▶ Prompt
Set down exactly the lines below, starting at the one that contains "Could you point to the shadow" and ending at the one that contains "Query: boar front leg", with both of those lines included and nothing else.
Data supplied section start
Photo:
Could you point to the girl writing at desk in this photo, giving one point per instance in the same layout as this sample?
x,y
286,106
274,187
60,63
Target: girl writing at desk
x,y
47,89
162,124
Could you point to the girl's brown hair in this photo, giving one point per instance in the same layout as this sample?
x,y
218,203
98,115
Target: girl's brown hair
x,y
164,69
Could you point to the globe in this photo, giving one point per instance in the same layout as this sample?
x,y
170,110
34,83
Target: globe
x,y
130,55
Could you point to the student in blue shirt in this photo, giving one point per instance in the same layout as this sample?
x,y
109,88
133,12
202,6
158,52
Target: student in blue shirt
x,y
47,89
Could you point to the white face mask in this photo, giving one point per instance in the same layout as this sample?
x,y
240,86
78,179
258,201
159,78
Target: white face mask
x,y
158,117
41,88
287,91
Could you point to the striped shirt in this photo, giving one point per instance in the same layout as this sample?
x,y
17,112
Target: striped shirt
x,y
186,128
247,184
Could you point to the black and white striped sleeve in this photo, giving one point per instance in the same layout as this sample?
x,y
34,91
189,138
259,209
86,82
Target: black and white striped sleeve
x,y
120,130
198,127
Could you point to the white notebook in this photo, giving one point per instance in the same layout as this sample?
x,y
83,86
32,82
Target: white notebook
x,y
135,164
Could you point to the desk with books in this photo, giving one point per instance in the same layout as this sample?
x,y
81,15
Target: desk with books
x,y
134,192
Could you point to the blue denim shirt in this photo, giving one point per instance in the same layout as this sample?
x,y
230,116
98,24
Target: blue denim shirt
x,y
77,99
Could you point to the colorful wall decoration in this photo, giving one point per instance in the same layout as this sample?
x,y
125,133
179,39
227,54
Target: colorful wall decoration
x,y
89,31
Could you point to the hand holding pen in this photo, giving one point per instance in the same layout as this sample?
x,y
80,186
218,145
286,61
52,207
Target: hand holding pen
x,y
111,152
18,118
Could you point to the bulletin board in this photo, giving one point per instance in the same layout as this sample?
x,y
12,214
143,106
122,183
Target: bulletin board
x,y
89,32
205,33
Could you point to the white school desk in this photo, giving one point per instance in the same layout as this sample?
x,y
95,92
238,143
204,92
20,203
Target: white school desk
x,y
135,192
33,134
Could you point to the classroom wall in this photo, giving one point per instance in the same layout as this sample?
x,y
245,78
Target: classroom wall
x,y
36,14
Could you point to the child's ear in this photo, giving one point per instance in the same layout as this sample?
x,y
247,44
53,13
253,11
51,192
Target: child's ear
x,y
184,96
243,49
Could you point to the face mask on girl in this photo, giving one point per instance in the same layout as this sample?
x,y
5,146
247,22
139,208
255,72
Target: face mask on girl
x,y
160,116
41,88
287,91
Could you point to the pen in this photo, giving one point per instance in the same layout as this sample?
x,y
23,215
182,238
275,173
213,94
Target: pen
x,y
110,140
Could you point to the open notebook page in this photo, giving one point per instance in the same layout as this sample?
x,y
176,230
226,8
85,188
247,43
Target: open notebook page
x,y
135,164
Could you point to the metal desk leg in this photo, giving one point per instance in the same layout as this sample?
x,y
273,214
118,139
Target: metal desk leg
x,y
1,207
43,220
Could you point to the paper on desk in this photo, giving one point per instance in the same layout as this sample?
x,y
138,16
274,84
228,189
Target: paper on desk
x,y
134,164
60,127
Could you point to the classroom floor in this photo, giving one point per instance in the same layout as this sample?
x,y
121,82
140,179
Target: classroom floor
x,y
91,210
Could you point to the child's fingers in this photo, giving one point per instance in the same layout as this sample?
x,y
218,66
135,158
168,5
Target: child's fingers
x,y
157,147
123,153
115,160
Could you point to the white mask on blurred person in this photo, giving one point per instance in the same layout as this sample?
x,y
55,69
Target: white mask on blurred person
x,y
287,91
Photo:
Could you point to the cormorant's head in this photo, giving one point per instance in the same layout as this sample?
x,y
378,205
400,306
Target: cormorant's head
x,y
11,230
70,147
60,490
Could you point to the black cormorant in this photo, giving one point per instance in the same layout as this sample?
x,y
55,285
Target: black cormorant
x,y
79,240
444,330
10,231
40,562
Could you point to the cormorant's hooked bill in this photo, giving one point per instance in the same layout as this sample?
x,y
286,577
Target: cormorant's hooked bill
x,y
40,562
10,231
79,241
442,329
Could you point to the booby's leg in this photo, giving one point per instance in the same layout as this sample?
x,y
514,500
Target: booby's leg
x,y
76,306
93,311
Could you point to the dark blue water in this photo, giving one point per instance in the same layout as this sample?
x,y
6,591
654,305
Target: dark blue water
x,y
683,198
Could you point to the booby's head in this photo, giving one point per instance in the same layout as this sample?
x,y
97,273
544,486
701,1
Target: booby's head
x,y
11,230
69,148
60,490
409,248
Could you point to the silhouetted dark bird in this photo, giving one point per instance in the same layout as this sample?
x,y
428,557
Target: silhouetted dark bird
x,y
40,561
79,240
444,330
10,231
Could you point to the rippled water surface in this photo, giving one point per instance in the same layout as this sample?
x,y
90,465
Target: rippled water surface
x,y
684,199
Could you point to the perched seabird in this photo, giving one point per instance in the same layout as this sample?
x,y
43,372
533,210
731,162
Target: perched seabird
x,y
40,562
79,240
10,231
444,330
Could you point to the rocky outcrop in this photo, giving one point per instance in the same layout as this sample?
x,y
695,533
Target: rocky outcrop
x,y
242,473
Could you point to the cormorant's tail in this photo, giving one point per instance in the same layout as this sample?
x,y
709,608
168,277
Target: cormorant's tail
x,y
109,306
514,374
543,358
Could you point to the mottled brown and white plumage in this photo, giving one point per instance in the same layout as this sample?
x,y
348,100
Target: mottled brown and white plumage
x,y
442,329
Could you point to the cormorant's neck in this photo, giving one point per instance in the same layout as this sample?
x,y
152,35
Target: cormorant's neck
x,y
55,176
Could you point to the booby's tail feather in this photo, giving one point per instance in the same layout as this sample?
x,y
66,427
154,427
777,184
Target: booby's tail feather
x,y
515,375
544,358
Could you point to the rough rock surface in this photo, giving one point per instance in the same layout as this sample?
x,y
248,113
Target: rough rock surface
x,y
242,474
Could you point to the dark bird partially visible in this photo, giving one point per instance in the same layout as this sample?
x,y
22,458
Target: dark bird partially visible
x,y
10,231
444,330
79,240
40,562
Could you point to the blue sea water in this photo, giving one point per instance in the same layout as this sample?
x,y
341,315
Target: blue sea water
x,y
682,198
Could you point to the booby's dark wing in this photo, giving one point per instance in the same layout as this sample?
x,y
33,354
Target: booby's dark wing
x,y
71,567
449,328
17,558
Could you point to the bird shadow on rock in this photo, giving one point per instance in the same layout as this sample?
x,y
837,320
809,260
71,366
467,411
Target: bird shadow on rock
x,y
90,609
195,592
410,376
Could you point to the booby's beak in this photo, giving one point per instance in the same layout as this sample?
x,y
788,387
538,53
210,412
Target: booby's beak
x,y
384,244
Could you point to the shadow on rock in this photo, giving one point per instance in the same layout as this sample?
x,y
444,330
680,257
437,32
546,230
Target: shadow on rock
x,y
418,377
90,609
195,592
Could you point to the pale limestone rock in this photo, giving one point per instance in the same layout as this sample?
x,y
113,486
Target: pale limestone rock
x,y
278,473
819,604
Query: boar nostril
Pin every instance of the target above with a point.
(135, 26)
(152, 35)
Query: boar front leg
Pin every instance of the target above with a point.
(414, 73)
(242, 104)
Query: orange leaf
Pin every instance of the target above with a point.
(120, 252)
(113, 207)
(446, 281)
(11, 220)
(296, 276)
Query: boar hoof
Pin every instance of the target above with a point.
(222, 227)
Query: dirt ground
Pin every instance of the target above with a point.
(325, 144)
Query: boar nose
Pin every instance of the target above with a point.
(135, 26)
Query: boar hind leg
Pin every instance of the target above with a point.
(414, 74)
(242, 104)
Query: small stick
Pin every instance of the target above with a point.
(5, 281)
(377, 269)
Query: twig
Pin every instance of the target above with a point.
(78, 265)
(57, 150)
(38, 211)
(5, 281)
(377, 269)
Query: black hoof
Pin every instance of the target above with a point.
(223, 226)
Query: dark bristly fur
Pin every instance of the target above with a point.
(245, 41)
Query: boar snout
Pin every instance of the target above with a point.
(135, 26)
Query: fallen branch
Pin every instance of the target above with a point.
Data supplied section end
▶ Your response
Could you point to the shadow on rock in this photo, giving one point per instance in the same layout as this sample?
x,y
444,330
680,257
437,32
546,230
Target: shadow on rock
x,y
418,377
90,609
195,592
Could you point to the pale limestone rock in this photo, giving one point per instance in the same layout as this sample?
x,y
113,486
Target: pale limestone rock
x,y
278,473
819,604
Query: boar nostril
Pin every instance of the target above with a point.
(135, 26)
(152, 35)
Query: boar front leg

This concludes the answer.